Data pulled from a collection:
** Begin **

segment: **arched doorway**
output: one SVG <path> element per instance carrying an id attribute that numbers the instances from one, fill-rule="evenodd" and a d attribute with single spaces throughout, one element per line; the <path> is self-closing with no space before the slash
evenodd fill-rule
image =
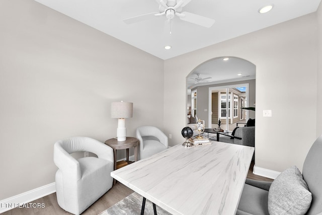
<path id="1" fill-rule="evenodd" d="M 223 117 L 227 129 L 233 128 L 229 124 L 235 124 L 241 119 L 255 118 L 255 111 L 240 108 L 255 107 L 256 66 L 252 62 L 233 56 L 213 58 L 192 71 L 187 77 L 186 84 L 187 114 L 204 120 L 208 127 L 216 124 L 218 118 Z M 244 86 L 247 88 L 245 91 L 238 89 Z M 217 89 L 216 96 L 211 95 L 213 89 Z M 225 94 L 229 96 L 225 97 Z M 214 96 L 217 100 L 212 104 Z"/>

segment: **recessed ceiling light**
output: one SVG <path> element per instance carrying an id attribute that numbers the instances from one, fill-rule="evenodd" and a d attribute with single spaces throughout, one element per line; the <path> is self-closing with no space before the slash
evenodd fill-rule
<path id="1" fill-rule="evenodd" d="M 266 5 L 260 8 L 258 10 L 258 13 L 259 13 L 260 14 L 265 14 L 265 13 L 267 13 L 271 10 L 272 10 L 273 7 L 273 4 Z"/>

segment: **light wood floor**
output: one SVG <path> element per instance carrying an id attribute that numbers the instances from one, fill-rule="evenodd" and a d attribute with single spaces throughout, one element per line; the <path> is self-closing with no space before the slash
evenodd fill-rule
<path id="1" fill-rule="evenodd" d="M 252 163 L 249 170 L 247 178 L 252 179 L 266 181 L 272 181 L 273 180 L 254 175 L 253 173 L 254 163 Z M 82 215 L 96 215 L 116 202 L 123 199 L 133 192 L 133 190 L 126 186 L 116 182 L 116 184 L 92 204 Z M 33 214 L 71 214 L 61 209 L 57 202 L 56 193 L 47 195 L 32 202 L 33 203 L 44 203 L 43 208 L 14 208 L 2 213 L 4 215 L 33 215 Z"/>

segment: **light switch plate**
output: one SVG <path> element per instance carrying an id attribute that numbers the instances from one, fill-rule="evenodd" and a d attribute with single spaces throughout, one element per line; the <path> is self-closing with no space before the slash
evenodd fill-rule
<path id="1" fill-rule="evenodd" d="M 263 116 L 264 116 L 264 117 L 271 117 L 272 110 L 263 110 Z"/>

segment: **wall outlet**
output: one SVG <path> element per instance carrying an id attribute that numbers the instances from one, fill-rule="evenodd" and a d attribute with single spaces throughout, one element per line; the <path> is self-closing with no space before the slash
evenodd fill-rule
<path id="1" fill-rule="evenodd" d="M 271 117 L 272 110 L 263 110 L 263 116 L 264 116 L 264 117 Z"/>

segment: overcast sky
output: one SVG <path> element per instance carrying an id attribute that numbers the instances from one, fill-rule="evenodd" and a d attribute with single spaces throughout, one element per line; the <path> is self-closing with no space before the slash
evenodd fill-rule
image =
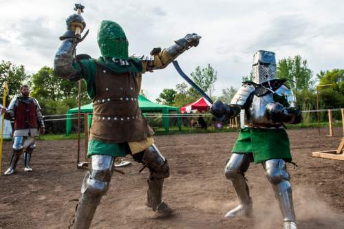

** End **

TASK REQUIREMENTS:
Show each line of the records that contains the string "light", treating uppercase and lowercase as different.

THE RESULT:
segment: **recessed ceiling light**
segment: **light wood floor**
segment: **light switch plate**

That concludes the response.